Records for labeling regions
--- BEGIN ---

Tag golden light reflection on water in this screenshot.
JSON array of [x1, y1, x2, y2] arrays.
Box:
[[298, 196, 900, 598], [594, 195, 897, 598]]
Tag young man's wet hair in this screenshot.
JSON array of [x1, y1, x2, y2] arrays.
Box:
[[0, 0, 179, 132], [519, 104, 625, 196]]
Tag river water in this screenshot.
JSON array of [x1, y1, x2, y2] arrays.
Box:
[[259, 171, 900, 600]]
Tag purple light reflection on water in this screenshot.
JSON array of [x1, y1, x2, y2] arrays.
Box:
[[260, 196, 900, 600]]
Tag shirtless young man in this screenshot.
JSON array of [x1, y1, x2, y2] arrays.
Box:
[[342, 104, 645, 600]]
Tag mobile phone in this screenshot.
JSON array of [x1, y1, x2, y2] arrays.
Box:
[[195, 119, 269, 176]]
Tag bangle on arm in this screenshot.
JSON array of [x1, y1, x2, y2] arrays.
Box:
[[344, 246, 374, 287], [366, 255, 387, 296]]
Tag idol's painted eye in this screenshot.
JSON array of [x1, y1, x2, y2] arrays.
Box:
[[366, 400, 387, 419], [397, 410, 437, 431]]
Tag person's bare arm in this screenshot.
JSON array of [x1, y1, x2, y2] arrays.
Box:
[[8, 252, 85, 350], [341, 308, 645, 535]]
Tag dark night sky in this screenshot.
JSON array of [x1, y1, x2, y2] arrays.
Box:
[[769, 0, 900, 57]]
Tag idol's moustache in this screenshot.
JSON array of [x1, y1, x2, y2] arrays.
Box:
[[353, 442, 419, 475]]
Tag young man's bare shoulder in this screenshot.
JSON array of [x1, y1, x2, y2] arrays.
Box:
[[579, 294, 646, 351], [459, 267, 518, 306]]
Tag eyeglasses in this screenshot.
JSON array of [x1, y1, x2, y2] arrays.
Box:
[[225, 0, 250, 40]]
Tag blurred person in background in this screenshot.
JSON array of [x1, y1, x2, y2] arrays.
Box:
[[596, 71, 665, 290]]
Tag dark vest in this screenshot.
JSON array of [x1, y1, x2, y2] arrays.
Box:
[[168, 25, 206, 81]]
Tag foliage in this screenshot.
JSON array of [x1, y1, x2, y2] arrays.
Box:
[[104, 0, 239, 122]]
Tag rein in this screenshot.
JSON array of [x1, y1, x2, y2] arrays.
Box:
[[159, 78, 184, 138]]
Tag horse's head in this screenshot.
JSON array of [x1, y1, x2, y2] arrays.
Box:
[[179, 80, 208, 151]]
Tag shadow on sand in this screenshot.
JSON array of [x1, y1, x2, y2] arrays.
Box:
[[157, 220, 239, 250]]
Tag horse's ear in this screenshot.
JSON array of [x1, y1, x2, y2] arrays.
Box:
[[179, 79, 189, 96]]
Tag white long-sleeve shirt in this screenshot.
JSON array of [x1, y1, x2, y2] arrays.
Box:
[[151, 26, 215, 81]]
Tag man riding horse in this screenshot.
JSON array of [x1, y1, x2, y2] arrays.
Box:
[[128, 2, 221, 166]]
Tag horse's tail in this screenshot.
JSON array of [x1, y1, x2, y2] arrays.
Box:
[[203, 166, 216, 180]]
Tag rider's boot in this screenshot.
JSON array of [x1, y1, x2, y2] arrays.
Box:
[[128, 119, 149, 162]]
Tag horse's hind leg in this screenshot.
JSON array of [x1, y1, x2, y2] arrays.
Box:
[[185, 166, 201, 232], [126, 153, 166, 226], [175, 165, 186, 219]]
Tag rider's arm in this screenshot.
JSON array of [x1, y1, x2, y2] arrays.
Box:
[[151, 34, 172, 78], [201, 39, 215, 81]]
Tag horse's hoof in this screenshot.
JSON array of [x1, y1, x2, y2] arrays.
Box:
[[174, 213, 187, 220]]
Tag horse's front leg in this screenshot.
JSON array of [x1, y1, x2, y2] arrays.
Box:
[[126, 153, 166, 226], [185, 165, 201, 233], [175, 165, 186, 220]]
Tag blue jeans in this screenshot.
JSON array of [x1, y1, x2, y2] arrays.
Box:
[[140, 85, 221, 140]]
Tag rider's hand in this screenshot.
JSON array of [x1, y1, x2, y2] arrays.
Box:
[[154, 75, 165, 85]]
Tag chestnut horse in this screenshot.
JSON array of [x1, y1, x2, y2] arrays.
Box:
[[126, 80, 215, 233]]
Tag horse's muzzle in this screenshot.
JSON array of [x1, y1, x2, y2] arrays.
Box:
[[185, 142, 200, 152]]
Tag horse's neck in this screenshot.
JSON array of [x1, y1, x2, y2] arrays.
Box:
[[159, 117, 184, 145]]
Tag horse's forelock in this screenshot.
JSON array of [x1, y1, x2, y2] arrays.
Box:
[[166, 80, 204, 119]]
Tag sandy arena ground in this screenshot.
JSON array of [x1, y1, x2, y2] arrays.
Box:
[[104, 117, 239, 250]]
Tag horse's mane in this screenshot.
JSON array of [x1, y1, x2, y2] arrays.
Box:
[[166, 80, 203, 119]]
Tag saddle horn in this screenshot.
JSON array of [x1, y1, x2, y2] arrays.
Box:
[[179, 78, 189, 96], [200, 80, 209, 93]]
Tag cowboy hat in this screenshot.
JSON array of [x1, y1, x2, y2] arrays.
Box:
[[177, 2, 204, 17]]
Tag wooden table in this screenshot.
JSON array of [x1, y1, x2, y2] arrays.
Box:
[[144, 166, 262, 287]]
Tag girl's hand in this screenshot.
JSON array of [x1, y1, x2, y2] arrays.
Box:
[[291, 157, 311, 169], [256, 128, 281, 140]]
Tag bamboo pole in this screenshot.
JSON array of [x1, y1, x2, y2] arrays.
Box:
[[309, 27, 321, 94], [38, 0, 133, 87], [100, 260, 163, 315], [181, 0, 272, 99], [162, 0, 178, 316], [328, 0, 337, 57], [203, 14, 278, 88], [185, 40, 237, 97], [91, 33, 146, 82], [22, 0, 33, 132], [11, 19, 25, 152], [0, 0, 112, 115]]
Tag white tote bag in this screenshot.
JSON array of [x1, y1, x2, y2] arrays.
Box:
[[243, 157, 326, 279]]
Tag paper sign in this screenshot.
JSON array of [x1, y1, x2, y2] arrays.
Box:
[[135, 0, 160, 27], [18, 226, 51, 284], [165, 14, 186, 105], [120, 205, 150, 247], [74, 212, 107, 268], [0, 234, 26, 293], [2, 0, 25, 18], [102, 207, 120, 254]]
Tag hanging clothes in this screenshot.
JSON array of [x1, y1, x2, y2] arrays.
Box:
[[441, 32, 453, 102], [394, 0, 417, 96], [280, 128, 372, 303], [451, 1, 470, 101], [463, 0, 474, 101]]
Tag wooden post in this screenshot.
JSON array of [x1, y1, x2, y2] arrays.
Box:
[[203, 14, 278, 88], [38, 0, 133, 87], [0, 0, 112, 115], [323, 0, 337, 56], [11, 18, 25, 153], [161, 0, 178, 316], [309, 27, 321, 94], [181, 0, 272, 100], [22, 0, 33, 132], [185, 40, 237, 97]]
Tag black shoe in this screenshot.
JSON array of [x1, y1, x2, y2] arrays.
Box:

--- END ---

#### Aim:
Reproduce every line of the records above without changing a single character.

#### Expected answer:
Tag golden light reflection on water in this screenshot.
JSON array of [x1, y1, x2, y2] arrays.
Box:
[[298, 196, 900, 598], [594, 195, 897, 598]]
Tag young man's wet hair in this screenshot.
JSON array of [x1, y1, x2, y2] arrays.
Box:
[[0, 0, 179, 132], [519, 104, 625, 196]]
Tag river water in this screenshot.
JSON array of [x1, y1, x2, y2] arrays.
Box:
[[259, 171, 900, 600]]
Tag purple light reflection on water in this screenshot.
JSON array of [x1, y1, x2, y2] arrays.
Box:
[[260, 196, 900, 600]]
Tag shirtless young man in this screenshot.
JSON array of [x1, y1, x2, y2] arrays.
Box:
[[342, 104, 645, 600]]
Tag mobile phone in this screenshot.
JSON array of [x1, y1, x2, y2] arrays.
Box:
[[195, 119, 269, 176]]
Tag bangle on arm in this screenshot.
JSON array of [x1, y1, x2, y2] arrays.
Box:
[[344, 246, 374, 287], [366, 255, 387, 296]]
Tag idol's painted eye in this screenshot.
JSON array of [x1, y1, x2, y2] arrays.
Box:
[[366, 400, 387, 419], [397, 410, 437, 431]]
Tag person's bare arm in this screenshot.
JSON array of [x1, y1, x2, y2] arrays.
Box:
[[8, 252, 85, 350], [341, 308, 645, 535]]
Tag dark night sky in this screenshot.
JSON array of [x1, y1, x2, y2] arrays.
Box:
[[769, 0, 900, 57]]
Tag idol's moustache in this screenshot.
JSON array of [x1, y1, x2, y2] arrays.
Box:
[[353, 442, 419, 475]]
Tag young man's bare shoulder in this screenshot.
JSON array of [x1, y1, x2, y2] arrays.
Box:
[[579, 294, 646, 351], [459, 267, 518, 306]]
Tag eyeglasses in this screenshot.
JSON array of [x1, y1, x2, y2] arrays.
Box:
[[225, 0, 250, 40]]
Tag blurred person in background in this screenshot.
JSON array of [x1, y1, x2, y2] arrays.
Box:
[[596, 71, 665, 290]]
Tag dark vest in this screenshot.
JSON array of [x1, y1, x2, y2] arrays.
Box:
[[168, 25, 206, 81]]
Tag foliage in this screenshot.
JSON array of [x1, y1, x2, y2] arrays.
Box:
[[104, 0, 239, 122]]
Tag rein in this screenshot.
JSON array of [x1, y1, x2, y2] arrays.
Box:
[[159, 78, 184, 138]]
Tag horse's head in this screenshot.
JSON array of [x1, y1, x2, y2] arrays.
Box:
[[179, 80, 208, 151]]
Tag shadow on sand in this screenshot.
JSON array of [x1, y1, x2, y2] arrays.
Box:
[[157, 220, 239, 250]]
Tag horse's ear in this screenshot.
JSON array of [x1, y1, x2, y2] arrays.
Box:
[[179, 79, 189, 96]]
Tag white long-sleeve shirt in this screenshot.
JSON array of [x1, y1, x2, y2] arrays.
Box:
[[151, 26, 215, 81]]
Tag man riding horse in this screenshot.
JSON array of [x1, y1, x2, y2] arrays.
Box:
[[128, 2, 221, 166]]
Tag horse's tail in this screenshot.
JSON array of [x1, y1, x2, y2] arrays.
Box:
[[203, 166, 216, 180]]
Tag rider's boot in this screenshot.
JSON array of [x1, y1, x2, y2] arrays.
Box:
[[128, 119, 149, 162]]
Tag horse's hind leg in this screenshot.
JSON array of [x1, y1, x2, y2] arrays.
Box:
[[185, 166, 201, 232], [126, 153, 166, 226], [175, 165, 186, 219]]
Tag rider's arm in this screenshot.
JSON array of [x1, y1, x2, y2] arrays.
Box:
[[151, 34, 172, 78], [201, 39, 215, 81]]
Tag horse's hoof in this screenshot.
JSON array of [x1, y1, x2, y2] arrays.
Box:
[[174, 213, 187, 220]]
Tag horse's front leg in this screenshot.
JSON array of [x1, y1, x2, y2] arrays.
Box:
[[126, 153, 166, 226], [185, 165, 201, 233], [175, 165, 186, 220]]
Tag blue jeans in this screenshot.
JSON array of [x1, y1, x2, y2] arrays.
Box:
[[140, 85, 221, 140]]
Tag rider's hand in this screenshot.
JSON array of [x1, y1, x2, y2] arrays.
Box:
[[154, 75, 165, 85]]
Tag chestnut horse in this screenshot.
JSON array of [x1, y1, x2, y2] arrays.
Box:
[[126, 80, 215, 233]]
Tag horse's muzzle in this screenshot.
JSON array of [x1, y1, x2, y2] arrays.
Box:
[[185, 142, 200, 152]]
Tag horse's neck in this screenshot.
JSON array of [x1, y1, x2, y2] arrays.
Box:
[[159, 117, 184, 145]]
Tag horse's forelock in this screenshot.
JSON array of [x1, y1, x2, y2] arrays.
Box:
[[166, 80, 204, 119]]
Tag sandy arena ground in this screenshot.
JSON array of [x1, y1, x2, y2] arrays.
Box:
[[104, 117, 239, 250]]
Tag horse's mane in this screenshot.
JSON array of [x1, y1, x2, y2] arrays.
Box:
[[166, 80, 203, 119]]
Tag saddle horn in this screenshot.
JSON array of [x1, y1, x2, y2] arrays.
Box:
[[179, 78, 189, 96], [200, 80, 209, 93]]
Tag cowboy hat in this screenshot.
JSON array of [x1, y1, x2, y2] arrays.
Box:
[[177, 2, 204, 17]]
Tag wooden table in this screenshot.
JSON array of [x1, y1, x2, y2] arrays.
Box:
[[144, 166, 262, 287]]
Tag girl's hand in this screenshot.
JSON array of [x1, y1, x2, y2] arrays.
Box:
[[291, 157, 311, 169], [256, 128, 281, 140]]
Tag bamboo pole in this screenshot.
JSON array of [x1, y1, x2, y2] arrays.
Box:
[[309, 27, 321, 94], [38, 0, 133, 87], [100, 260, 163, 315], [181, 0, 272, 99], [162, 0, 178, 316], [328, 0, 337, 57], [203, 14, 278, 88], [185, 40, 237, 97], [91, 33, 146, 82], [22, 0, 33, 132], [11, 19, 25, 152], [0, 0, 112, 115]]
Tag white tote bag in this screenshot.
JSON array of [x1, y1, x2, y2] arrays.
Box:
[[243, 157, 326, 279]]
Tag paper sign in this screenshot.
JSON array of [x1, y1, x2, y2] arrays.
Box:
[[135, 0, 160, 27], [18, 226, 51, 284], [165, 14, 186, 105], [120, 205, 150, 247], [74, 212, 107, 268], [0, 234, 26, 293], [2, 0, 25, 18], [102, 207, 120, 254]]
Tag hanging clothes in this screenshot.
JSON array of [x1, y1, x2, y2] arrays.
Box:
[[441, 32, 453, 102], [394, 0, 417, 96], [280, 128, 372, 303], [451, 1, 470, 101], [463, 0, 474, 101]]
Tag wooden post in this screenshot.
JSON array of [x1, y1, x2, y2] arrays.
Box:
[[203, 14, 278, 88], [38, 0, 133, 87], [0, 0, 112, 115], [323, 0, 337, 56], [11, 18, 25, 153], [161, 0, 178, 316], [309, 27, 321, 94], [181, 0, 272, 100], [22, 0, 33, 132], [185, 40, 237, 97]]
Tag black shoe in this screenshot.
JSON array of [x1, y1, x2, y2] arrays.
Box:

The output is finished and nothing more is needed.